| Data records |

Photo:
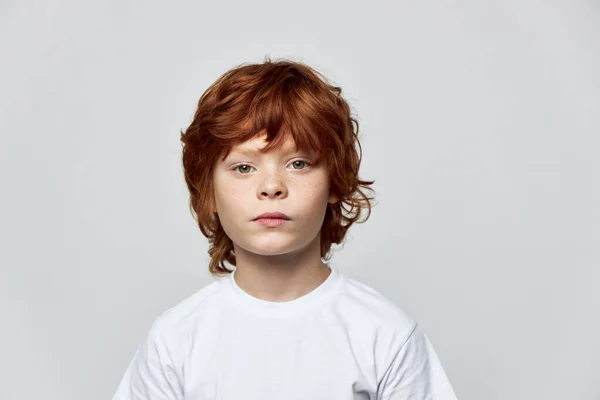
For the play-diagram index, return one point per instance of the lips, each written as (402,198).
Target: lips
(272,215)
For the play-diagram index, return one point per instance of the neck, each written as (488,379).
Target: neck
(283,277)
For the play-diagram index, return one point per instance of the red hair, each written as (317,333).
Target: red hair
(279,98)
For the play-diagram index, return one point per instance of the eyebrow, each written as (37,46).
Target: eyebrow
(255,151)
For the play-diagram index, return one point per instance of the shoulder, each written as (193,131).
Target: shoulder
(376,311)
(189,314)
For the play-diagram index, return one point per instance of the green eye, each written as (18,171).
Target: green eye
(242,166)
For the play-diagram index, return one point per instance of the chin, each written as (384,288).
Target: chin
(271,247)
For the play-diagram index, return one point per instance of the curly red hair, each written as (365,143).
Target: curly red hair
(279,98)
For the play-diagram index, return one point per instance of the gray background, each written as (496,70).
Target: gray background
(479,123)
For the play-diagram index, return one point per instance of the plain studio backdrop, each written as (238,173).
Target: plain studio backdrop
(479,123)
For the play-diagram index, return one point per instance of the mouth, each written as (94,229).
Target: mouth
(272,215)
(272,219)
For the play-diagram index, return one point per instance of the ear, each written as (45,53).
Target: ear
(332,199)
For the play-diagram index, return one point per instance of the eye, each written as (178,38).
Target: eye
(299,163)
(243,170)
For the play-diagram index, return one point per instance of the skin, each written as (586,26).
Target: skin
(282,263)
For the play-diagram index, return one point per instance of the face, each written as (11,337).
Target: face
(248,183)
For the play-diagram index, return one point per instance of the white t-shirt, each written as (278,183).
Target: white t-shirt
(341,341)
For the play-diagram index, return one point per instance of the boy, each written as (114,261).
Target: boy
(271,163)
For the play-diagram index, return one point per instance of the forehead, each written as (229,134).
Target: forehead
(259,143)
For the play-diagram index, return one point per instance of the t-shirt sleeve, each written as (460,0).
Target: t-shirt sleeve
(151,374)
(415,372)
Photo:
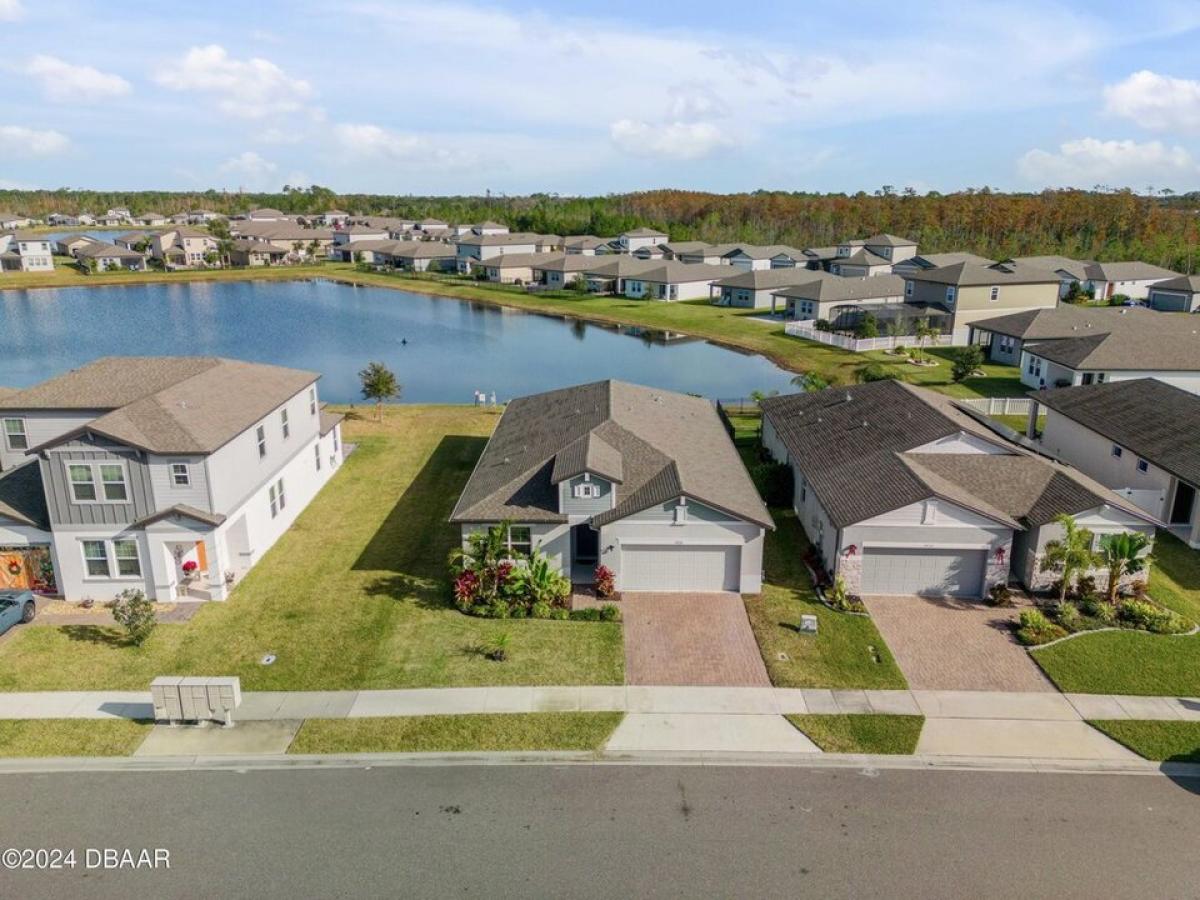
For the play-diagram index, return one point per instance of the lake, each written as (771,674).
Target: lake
(441,349)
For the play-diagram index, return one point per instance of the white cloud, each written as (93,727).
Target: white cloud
(65,82)
(247,89)
(1157,102)
(673,141)
(1120,163)
(250,167)
(19,141)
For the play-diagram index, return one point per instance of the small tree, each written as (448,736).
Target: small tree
(136,615)
(1123,553)
(1071,555)
(966,360)
(379,384)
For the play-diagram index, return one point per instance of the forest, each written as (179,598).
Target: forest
(1084,225)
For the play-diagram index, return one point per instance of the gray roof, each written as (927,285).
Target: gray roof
(664,444)
(171,405)
(855,448)
(1153,419)
(22,496)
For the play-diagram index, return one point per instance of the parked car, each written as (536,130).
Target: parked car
(16,606)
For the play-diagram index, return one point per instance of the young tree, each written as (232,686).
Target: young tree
(379,384)
(1123,553)
(1071,555)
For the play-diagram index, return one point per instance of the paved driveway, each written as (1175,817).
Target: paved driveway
(690,639)
(955,645)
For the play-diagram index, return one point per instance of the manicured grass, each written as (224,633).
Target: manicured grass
(354,595)
(450,733)
(862,733)
(1135,661)
(71,737)
(1161,741)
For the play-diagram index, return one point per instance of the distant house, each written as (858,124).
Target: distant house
(1181,294)
(672,281)
(1137,437)
(643,481)
(970,293)
(25,252)
(903,493)
(171,475)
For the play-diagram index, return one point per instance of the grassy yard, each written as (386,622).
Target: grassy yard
(354,595)
(1161,741)
(862,733)
(1135,661)
(71,737)
(451,733)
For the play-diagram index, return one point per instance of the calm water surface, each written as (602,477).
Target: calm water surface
(442,349)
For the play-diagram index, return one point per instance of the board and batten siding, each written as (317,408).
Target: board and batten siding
(64,510)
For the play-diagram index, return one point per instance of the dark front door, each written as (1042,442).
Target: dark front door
(1185,499)
(585,544)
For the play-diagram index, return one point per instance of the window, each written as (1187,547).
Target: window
(520,540)
(83,484)
(95,558)
(113,480)
(126,553)
(15,435)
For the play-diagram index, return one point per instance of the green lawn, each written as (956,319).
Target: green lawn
(1135,661)
(1161,741)
(862,733)
(353,597)
(450,733)
(71,737)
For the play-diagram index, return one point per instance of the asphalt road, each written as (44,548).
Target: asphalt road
(491,831)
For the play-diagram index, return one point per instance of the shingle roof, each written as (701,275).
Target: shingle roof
(171,405)
(669,444)
(1156,420)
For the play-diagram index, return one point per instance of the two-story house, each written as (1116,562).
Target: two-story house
(167,474)
(641,480)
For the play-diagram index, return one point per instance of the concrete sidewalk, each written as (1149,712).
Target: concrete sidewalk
(259,706)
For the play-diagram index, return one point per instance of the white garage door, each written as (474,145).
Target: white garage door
(678,568)
(933,573)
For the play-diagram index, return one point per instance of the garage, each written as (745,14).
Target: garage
(923,570)
(663,568)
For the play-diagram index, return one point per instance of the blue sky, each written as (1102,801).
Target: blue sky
(460,97)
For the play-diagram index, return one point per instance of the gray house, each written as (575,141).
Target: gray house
(900,492)
(641,480)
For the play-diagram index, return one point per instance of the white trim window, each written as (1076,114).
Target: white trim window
(180,475)
(15,435)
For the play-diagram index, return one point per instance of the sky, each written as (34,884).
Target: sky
(564,97)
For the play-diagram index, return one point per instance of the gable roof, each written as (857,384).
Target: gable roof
(1156,420)
(664,444)
(171,405)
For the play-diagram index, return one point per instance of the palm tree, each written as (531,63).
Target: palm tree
(1123,553)
(1071,555)
(379,384)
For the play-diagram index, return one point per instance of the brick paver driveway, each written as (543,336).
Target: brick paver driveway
(690,639)
(955,645)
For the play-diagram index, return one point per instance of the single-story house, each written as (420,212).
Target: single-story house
(1138,437)
(900,492)
(643,481)
(1181,294)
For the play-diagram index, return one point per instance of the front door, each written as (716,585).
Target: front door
(1185,499)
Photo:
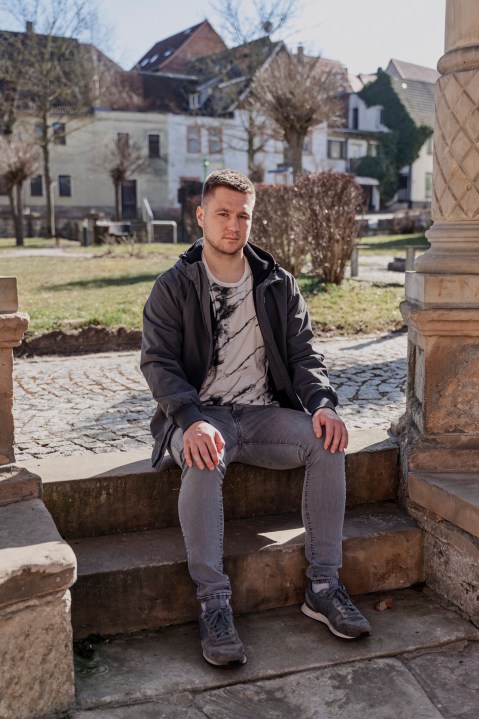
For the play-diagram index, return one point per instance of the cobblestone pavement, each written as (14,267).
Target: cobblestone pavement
(101,403)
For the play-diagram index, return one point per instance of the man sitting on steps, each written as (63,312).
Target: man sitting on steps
(227,352)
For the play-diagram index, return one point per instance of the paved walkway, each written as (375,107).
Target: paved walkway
(101,403)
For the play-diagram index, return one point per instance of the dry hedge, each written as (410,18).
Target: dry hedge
(314,219)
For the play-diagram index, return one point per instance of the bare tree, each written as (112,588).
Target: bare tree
(296,93)
(123,160)
(250,38)
(47,73)
(18,162)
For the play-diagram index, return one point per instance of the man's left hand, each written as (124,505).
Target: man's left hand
(327,423)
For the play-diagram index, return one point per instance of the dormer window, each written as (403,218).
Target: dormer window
(194,100)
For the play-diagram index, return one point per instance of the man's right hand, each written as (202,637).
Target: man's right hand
(202,444)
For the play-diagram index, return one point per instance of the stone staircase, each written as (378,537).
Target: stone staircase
(120,518)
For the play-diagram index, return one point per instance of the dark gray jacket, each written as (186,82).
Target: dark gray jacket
(177,345)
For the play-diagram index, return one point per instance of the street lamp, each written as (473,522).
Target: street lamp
(206,164)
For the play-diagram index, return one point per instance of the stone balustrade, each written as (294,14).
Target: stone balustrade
(37,568)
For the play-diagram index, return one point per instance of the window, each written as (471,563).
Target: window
(193,139)
(64,185)
(59,134)
(336,150)
(355,118)
(123,138)
(215,141)
(154,146)
(194,100)
(36,186)
(308,143)
(428,188)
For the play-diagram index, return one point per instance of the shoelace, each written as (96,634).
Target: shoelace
(219,622)
(337,591)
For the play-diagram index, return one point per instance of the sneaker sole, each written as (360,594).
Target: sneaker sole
(306,609)
(230,664)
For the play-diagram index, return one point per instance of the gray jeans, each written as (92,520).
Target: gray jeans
(270,437)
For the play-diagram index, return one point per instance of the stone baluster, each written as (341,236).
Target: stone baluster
(13,325)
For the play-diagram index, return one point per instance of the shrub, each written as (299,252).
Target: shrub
(329,203)
(277,226)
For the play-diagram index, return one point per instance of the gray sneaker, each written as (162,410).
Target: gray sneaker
(219,638)
(333,607)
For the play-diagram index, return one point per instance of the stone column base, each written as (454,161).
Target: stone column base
(36,660)
(439,434)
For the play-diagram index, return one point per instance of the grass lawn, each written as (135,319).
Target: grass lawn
(108,286)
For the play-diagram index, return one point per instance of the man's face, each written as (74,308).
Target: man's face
(225,218)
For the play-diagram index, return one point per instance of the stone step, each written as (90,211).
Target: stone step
(91,495)
(133,581)
(453,496)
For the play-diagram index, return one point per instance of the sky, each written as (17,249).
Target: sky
(362,34)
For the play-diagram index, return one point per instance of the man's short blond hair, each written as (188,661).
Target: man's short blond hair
(228,178)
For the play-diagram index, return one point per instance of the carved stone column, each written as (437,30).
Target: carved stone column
(440,430)
(13,325)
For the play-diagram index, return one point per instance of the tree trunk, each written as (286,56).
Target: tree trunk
(117,201)
(251,148)
(296,142)
(13,206)
(19,225)
(48,192)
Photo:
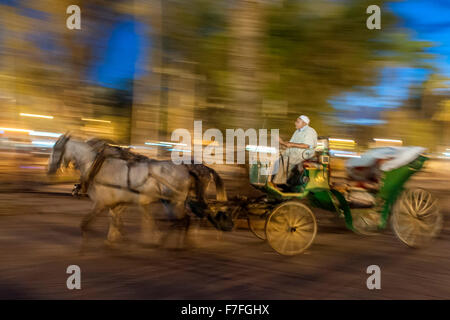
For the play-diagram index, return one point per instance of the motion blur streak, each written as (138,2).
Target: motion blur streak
(138,70)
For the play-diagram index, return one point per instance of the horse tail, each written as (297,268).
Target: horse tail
(221,193)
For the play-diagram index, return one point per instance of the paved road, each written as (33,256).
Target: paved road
(40,237)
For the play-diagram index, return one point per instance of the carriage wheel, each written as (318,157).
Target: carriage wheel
(416,219)
(291,228)
(257,224)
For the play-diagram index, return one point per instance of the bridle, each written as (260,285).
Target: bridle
(60,146)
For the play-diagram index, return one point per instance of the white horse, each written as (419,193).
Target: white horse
(119,182)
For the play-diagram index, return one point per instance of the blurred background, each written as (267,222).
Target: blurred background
(139,69)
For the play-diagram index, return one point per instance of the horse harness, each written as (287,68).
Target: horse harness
(113,152)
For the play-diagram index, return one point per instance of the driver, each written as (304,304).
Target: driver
(303,138)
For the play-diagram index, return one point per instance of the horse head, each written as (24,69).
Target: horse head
(57,155)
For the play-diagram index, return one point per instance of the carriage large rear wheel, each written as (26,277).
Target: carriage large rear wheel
(291,228)
(416,219)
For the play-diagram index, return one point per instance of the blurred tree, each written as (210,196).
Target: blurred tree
(319,49)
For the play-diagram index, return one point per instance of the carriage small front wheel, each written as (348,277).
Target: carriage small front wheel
(291,228)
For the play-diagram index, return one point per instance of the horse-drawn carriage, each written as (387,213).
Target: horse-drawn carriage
(284,217)
(114,178)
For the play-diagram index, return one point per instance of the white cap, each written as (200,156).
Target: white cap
(304,118)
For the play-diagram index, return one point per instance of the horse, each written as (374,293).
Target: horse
(119,182)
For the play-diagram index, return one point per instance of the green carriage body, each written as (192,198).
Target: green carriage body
(317,188)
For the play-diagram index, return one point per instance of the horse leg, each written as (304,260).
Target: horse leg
(115,224)
(87,219)
(149,229)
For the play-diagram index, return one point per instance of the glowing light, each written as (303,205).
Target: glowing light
(342,140)
(179,150)
(262,149)
(35,115)
(346,155)
(173,143)
(158,144)
(95,120)
(45,134)
(387,140)
(43,143)
(141,147)
(15,130)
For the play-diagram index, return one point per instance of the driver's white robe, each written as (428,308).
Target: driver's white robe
(293,156)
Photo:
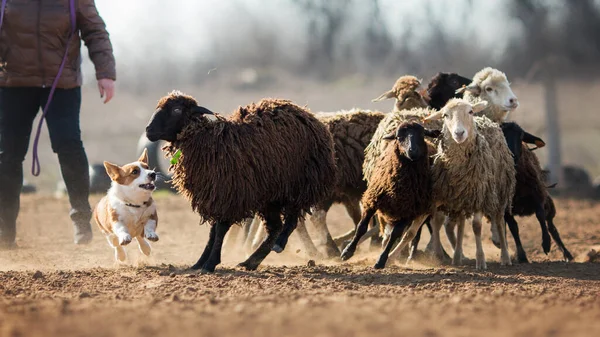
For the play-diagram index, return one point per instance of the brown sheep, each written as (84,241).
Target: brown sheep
(400,189)
(271,158)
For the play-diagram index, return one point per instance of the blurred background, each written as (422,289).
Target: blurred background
(340,54)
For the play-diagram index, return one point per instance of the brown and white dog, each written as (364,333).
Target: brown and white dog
(128,211)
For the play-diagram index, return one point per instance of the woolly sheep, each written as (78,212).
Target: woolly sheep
(473,173)
(531,195)
(271,158)
(351,130)
(405,93)
(492,86)
(400,190)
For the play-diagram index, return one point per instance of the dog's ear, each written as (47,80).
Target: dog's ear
(113,171)
(144,157)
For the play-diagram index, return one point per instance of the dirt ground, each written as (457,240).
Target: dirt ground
(50,287)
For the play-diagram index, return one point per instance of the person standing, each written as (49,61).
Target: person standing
(33,42)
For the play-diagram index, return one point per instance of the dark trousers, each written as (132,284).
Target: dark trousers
(18,109)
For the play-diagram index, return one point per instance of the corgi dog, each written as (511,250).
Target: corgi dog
(128,211)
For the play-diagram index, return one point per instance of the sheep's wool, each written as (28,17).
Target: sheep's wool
(388,125)
(352,131)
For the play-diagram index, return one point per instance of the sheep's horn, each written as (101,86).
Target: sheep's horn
(434,116)
(390,136)
(385,95)
(473,87)
(201,110)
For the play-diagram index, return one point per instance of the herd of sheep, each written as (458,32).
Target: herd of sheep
(444,155)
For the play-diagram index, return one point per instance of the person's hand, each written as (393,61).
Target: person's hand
(107,89)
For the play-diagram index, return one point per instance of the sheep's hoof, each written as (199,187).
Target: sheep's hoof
(248,266)
(568,257)
(480,265)
(546,246)
(347,253)
(522,258)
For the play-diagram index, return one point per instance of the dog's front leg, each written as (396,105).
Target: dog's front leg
(122,233)
(150,230)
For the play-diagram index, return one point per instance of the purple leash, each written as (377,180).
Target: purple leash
(35,165)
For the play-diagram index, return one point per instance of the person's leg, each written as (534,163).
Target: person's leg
(18,107)
(65,136)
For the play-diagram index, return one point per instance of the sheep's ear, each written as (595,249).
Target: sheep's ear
(201,110)
(386,95)
(434,116)
(473,88)
(113,171)
(531,139)
(479,106)
(144,157)
(432,133)
(390,136)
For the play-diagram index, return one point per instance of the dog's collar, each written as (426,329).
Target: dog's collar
(146,203)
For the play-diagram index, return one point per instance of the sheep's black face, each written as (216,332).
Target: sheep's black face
(169,119)
(165,124)
(411,137)
(443,87)
(514,136)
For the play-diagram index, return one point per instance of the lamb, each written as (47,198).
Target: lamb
(531,195)
(473,174)
(400,189)
(271,158)
(405,93)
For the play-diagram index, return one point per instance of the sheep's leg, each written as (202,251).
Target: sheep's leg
(434,246)
(480,254)
(496,236)
(253,229)
(353,211)
(309,246)
(273,228)
(415,242)
(207,248)
(514,230)
(222,227)
(246,224)
(361,229)
(396,232)
(554,232)
(319,220)
(232,236)
(259,235)
(498,221)
(540,214)
(458,254)
(449,227)
(291,222)
(374,233)
(408,236)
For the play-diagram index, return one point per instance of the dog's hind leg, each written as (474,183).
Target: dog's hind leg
(145,247)
(113,241)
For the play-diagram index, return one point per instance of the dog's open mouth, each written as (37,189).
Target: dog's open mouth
(148,186)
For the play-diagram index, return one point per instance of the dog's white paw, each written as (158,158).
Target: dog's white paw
(151,236)
(124,239)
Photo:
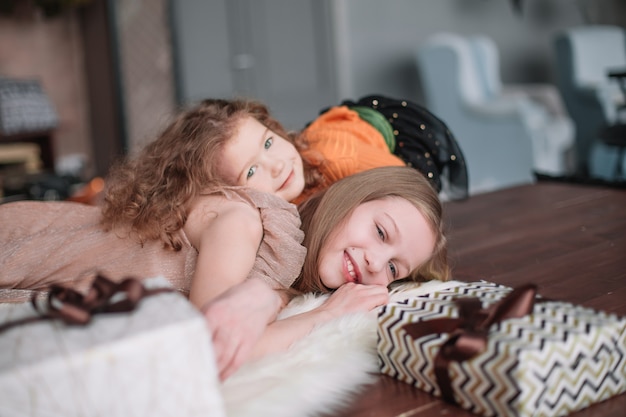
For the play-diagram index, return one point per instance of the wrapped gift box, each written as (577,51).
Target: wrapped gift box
(156,360)
(557,359)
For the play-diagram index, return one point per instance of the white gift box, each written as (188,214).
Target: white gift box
(558,358)
(156,361)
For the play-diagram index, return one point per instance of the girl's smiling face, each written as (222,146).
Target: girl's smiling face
(259,158)
(380,241)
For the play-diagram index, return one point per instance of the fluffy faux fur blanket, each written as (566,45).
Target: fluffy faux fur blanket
(321,372)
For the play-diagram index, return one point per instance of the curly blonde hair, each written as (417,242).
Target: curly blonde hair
(322,213)
(149,195)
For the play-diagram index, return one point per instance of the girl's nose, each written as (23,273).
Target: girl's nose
(276,166)
(376,272)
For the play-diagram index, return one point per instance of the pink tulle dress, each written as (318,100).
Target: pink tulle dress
(44,243)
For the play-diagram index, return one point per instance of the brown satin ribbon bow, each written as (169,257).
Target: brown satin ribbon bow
(468,334)
(104,296)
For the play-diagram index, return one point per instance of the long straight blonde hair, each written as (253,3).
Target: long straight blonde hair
(324,212)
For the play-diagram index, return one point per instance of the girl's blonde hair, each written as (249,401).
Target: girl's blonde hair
(325,212)
(149,195)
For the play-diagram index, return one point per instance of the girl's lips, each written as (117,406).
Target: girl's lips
(350,269)
(288,180)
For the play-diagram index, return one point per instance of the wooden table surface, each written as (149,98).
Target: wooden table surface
(568,239)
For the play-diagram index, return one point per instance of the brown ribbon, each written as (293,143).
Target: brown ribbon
(104,296)
(468,334)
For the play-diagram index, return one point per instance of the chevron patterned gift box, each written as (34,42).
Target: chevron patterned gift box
(476,347)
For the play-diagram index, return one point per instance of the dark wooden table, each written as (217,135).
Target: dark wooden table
(568,239)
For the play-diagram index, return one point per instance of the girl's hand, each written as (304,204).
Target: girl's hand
(237,319)
(351,298)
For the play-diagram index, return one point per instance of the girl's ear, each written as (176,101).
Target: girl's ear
(308,208)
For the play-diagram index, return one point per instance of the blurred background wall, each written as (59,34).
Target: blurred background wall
(115,70)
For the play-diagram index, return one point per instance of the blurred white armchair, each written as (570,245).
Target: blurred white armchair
(505,133)
(584,57)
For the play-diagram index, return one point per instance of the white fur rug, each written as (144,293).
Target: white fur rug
(321,372)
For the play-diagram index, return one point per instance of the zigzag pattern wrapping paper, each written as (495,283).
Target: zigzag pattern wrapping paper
(559,359)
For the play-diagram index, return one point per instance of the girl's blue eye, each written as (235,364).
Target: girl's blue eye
(394,271)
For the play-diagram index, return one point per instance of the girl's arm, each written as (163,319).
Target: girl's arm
(349,298)
(238,318)
(227,235)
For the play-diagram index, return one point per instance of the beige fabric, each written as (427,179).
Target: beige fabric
(42,243)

| Task goal |
Take the line in which "written as (495,283)." occurs and each subsequent line through the end; give these lines again without alteration.

| Solution to this exercise |
For the play-diagram index, return one point per instance of the zigzag pattern wrapping paper, each written as (495,283).
Target: zigzag pattern wrapping paper
(559,359)
For the play-diagram index, return one point per instance of the girl's blue eye, each written as (235,364).
Target: girl's blue eye
(394,271)
For the play-diagram index, return one point per instance of the girl's arm, each written as (163,319).
Target: girl's arm
(349,298)
(238,318)
(227,235)
For the play-diagram index, return one point per instance of the beige fabric, each written as (427,179).
Target: beige fabric
(42,243)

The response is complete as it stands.